▶ [Problem requirements]
Update the part that opens with the line containing "like x=49 y=126." and closes with the line containing "x=1040 y=330", changing "arm tattoo" to "forearm tattoo" and keeping every other word the same. Reproduce only those lines.

▶ [Data provided]
+++++

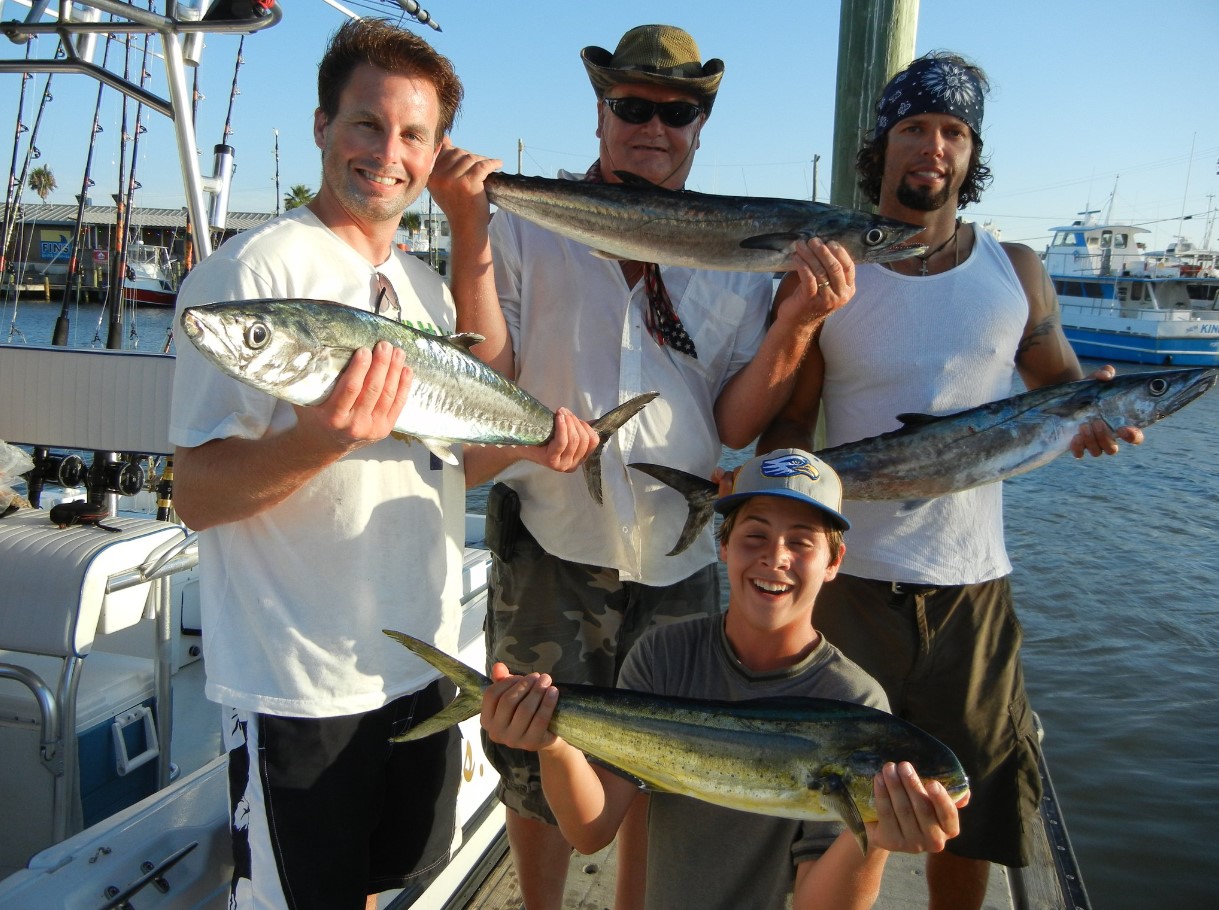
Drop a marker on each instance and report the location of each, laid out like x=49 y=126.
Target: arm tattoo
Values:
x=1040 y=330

+++++

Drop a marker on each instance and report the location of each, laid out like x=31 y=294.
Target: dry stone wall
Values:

+++++

▶ [Worked answer]
Drop a marker on each instance and report the location of each, laid out like x=49 y=126.
Target: forearm tattoo
Values:
x=1040 y=330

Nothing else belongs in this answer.